Challenge: Please update the material below by changing every "Query" to "Label", keeping everything else the same.

---- Information supplied

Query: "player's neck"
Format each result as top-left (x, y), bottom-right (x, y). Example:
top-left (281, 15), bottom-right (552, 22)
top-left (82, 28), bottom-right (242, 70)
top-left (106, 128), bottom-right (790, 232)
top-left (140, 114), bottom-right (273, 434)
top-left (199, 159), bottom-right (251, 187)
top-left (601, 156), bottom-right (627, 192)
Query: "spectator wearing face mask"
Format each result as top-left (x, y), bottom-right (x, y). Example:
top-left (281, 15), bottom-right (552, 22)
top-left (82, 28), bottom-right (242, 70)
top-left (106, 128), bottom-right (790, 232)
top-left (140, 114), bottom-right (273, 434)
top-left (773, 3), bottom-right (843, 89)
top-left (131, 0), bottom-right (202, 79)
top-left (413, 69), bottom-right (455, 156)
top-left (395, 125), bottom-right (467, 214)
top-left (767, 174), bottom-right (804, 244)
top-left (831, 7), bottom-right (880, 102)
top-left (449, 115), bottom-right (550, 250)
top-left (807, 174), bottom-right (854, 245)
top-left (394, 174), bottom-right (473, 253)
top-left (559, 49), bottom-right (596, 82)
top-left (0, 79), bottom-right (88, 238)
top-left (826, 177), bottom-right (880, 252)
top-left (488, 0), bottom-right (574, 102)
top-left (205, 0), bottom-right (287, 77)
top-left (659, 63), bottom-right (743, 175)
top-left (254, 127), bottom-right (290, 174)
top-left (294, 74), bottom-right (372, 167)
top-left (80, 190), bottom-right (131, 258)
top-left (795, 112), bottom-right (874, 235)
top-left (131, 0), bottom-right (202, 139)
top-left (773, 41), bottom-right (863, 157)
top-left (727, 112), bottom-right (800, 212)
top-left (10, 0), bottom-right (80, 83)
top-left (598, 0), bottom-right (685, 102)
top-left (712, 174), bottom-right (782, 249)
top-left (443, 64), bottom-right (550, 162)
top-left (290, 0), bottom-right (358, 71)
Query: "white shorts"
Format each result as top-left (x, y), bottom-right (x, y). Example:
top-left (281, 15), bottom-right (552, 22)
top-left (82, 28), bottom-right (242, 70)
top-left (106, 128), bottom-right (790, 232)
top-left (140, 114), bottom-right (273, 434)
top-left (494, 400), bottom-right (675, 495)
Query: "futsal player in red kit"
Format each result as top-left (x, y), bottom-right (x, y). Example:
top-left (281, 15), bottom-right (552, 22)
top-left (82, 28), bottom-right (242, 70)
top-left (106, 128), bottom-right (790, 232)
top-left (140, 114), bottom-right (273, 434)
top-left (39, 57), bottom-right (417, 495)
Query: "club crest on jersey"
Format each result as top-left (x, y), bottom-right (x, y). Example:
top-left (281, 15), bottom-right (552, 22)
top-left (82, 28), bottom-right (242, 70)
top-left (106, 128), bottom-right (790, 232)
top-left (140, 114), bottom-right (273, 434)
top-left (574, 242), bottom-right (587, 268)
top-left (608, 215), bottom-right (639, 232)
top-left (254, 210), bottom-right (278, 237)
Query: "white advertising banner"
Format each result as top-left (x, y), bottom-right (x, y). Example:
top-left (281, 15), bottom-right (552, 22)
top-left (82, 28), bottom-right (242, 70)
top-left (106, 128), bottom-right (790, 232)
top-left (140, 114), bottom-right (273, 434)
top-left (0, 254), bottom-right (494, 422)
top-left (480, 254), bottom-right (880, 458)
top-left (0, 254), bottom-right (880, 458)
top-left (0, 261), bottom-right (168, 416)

--------

Exercise answer:
Label: "player's neck"
Format each result as top-left (x, y), bottom-right (x, y). Example:
top-left (281, 15), bottom-right (552, 22)
top-left (82, 28), bottom-right (242, 70)
top-left (106, 128), bottom-right (790, 232)
top-left (140, 114), bottom-right (273, 434)
top-left (199, 159), bottom-right (251, 187)
top-left (601, 156), bottom-right (627, 192)
Label: "spectator wearing face mask"
Format each result as top-left (x, y), bottom-right (x, y). Example:
top-left (281, 15), bottom-right (552, 22)
top-left (82, 28), bottom-right (242, 70)
top-left (106, 128), bottom-right (790, 232)
top-left (140, 114), bottom-right (273, 434)
top-left (773, 3), bottom-right (843, 89)
top-left (131, 0), bottom-right (202, 79)
top-left (413, 69), bottom-right (455, 156)
top-left (395, 125), bottom-right (467, 214)
top-left (767, 174), bottom-right (804, 244)
top-left (831, 7), bottom-right (880, 102)
top-left (449, 115), bottom-right (550, 250)
top-left (807, 174), bottom-right (854, 245)
top-left (394, 174), bottom-right (473, 253)
top-left (559, 49), bottom-right (596, 82)
top-left (0, 79), bottom-right (88, 238)
top-left (826, 177), bottom-right (880, 252)
top-left (488, 0), bottom-right (574, 102)
top-left (205, 0), bottom-right (287, 77)
top-left (659, 63), bottom-right (743, 175)
top-left (254, 127), bottom-right (290, 174)
top-left (294, 74), bottom-right (372, 167)
top-left (80, 190), bottom-right (131, 258)
top-left (795, 112), bottom-right (874, 235)
top-left (131, 0), bottom-right (202, 139)
top-left (773, 41), bottom-right (863, 157)
top-left (727, 112), bottom-right (800, 212)
top-left (10, 0), bottom-right (80, 83)
top-left (598, 0), bottom-right (685, 102)
top-left (712, 174), bottom-right (782, 249)
top-left (443, 64), bottom-right (550, 162)
top-left (290, 0), bottom-right (358, 71)
Label: "white shorts"
Format each result as top-left (x, y), bottom-right (x, y). Example:
top-left (281, 15), bottom-right (552, 22)
top-left (82, 28), bottom-right (242, 70)
top-left (106, 128), bottom-right (790, 232)
top-left (140, 114), bottom-right (273, 434)
top-left (494, 400), bottom-right (675, 495)
Label: "futsal player in red kit"
Format each result as top-left (x, y), bottom-right (x, y). Example:
top-left (281, 15), bottom-right (552, 22)
top-left (82, 28), bottom-right (242, 70)
top-left (106, 128), bottom-right (790, 232)
top-left (140, 114), bottom-right (273, 434)
top-left (39, 57), bottom-right (417, 495)
Label: "club crest on jersey"
Format each result as top-left (x, y), bottom-right (x, y). Example:
top-left (281, 15), bottom-right (552, 22)
top-left (82, 28), bottom-right (242, 70)
top-left (106, 128), bottom-right (790, 232)
top-left (140, 114), bottom-right (273, 434)
top-left (574, 242), bottom-right (587, 268)
top-left (608, 215), bottom-right (639, 232)
top-left (254, 210), bottom-right (278, 237)
Label: "white advertising banner"
Format each result as top-left (x, y), bottom-right (x, y). Example:
top-left (281, 15), bottom-right (552, 22)
top-left (82, 28), bottom-right (242, 70)
top-left (106, 128), bottom-right (790, 232)
top-left (140, 114), bottom-right (273, 434)
top-left (0, 254), bottom-right (494, 422)
top-left (480, 254), bottom-right (880, 458)
top-left (0, 254), bottom-right (880, 458)
top-left (0, 261), bottom-right (168, 416)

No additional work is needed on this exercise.